━━━━━ SUPPLIED DATA ━━━━━

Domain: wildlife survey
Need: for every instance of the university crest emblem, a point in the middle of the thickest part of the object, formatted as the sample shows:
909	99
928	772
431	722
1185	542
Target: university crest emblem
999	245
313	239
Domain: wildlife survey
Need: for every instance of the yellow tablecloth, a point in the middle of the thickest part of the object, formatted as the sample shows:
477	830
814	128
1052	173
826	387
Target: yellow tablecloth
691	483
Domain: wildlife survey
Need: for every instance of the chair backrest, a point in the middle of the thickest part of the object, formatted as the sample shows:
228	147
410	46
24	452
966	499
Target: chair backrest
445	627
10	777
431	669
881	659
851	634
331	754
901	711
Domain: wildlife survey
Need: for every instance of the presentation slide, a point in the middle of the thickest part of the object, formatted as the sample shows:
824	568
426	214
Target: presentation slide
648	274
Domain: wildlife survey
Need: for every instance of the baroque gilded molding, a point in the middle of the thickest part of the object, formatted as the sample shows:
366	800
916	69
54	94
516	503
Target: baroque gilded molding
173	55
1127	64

━━━━━

GIVEN INSTRUCTION — Your task is to return the full listing exactly as it was given.

ANSWER TO THE EXERCISE —
Domain: wildlife survey
Need: for every instance of the university crest emblem, a point in the middle of the thickest part of the object, formatted as the sample shows:
909	99
928	772
431	722
1185	542
Target: university crest emblem
999	245
313	239
Domain: wildlife survey
Need: for every instance of the yellow tablecloth, a point in the middle of the thickest part of the object, formatted as the sample shows:
477	830
814	128
1052	173
826	387
Target: yellow tablecloth
691	483
Domain: wildlife survey
Need: for every instance of the chair backrest, a point in the middle of the thickest part of the object, formatted as the sample shows:
228	147
410	46
24	452
966	499
Target: chair backrest
445	627
10	777
431	669
881	659
851	634
331	754
901	711
Domain: wildlife survey
Need: for every instance of the presentation slide, a point in the middle of the thickest part of the object, formatted as the sample shows:
824	568
426	214
Target: presentation slide
648	274
Domain: wildlife survey
Need: for every instance of the baroque gilded molding, a point in the middle of the thickest part of the object, formatted as the sample shows:
366	800
916	69
54	94
516	503
Target: baroque gilded molding
173	55
1127	64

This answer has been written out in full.